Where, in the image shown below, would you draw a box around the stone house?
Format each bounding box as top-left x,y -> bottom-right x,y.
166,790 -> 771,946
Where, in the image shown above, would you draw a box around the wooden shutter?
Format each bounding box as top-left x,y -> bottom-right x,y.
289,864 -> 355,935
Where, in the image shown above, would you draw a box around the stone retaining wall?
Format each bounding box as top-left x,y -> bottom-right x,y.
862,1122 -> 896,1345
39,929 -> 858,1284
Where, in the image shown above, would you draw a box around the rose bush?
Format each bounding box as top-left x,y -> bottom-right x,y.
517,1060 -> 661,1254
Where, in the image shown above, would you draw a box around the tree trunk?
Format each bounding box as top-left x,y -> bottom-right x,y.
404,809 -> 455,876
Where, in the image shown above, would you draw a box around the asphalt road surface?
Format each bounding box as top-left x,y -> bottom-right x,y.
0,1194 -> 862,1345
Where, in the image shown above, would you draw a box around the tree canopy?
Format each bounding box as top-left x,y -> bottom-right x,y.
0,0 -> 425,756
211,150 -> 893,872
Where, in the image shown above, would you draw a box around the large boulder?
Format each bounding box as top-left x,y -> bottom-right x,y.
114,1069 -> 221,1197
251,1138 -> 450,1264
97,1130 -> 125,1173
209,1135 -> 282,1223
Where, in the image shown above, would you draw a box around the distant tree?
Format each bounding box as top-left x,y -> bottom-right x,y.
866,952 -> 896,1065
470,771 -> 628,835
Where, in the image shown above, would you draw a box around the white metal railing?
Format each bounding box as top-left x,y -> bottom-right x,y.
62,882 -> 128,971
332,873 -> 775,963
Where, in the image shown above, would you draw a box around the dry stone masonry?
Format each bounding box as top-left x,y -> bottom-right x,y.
▬▬▬
** Directions **
Reproduce all of the records above word for word.

** Answer to the task **
Where, in the image shown below, would you draw a box around the stone house?
Format each bounding box as top-left x,y -> bottom-right x,y.
166,790 -> 771,946
Where, in the image shown above, would you draw a box around the wooden shutter?
Format each bounding box as top-left x,y -> bottom-right x,y.
289,864 -> 355,935
Where, in the image shown above, would you draw a box around the stone retaining wall?
Format each bounding box as top-left x,y -> bottom-right x,y.
862,1122 -> 896,1345
39,929 -> 858,1284
Where, in the image shown above, would you draw a box around the rose bush?
Format each bounding box as top-left x,y -> bottom-right x,y.
517,1060 -> 661,1254
Where, in the image shown above, would you draw a box around the tree trunk?
Format each bounding box as top-left x,y -> bottom-right x,y.
404,809 -> 455,876
Where, in the image shown above, would you draw a box around the asphalt road surface?
Format each bounding box as top-left x,y -> bottom-right x,y.
0,1194 -> 862,1345
Where, in the image shown above, would you draw a box around the tree canopy?
Format each bounding box as top-left x,y -> bottom-right x,y.
0,0 -> 425,756
211,150 -> 893,872
Where, in the image shown above, would you draw a box around the large boulder?
Format each bounding box as top-left x,y -> bottom-right x,y.
114,1069 -> 221,1197
251,1138 -> 450,1264
97,1130 -> 125,1173
209,1135 -> 282,1223
Where, in the image shown above, would you draw a box around the distant tree?
Format each bounding box as top-left x,y -> bottom-right x,y.
866,952 -> 896,1065
470,771 -> 628,835
Where, in the image shown above, would you draw a box around the white metal railing?
Format each bounding box as top-left x,y -> bottom-right x,y.
62,882 -> 128,971
332,873 -> 775,963
Where, in the image shown above, would you draw a box around the dry stone masonry?
Format each bounding box as top-left x,y -> bottom-right x,y.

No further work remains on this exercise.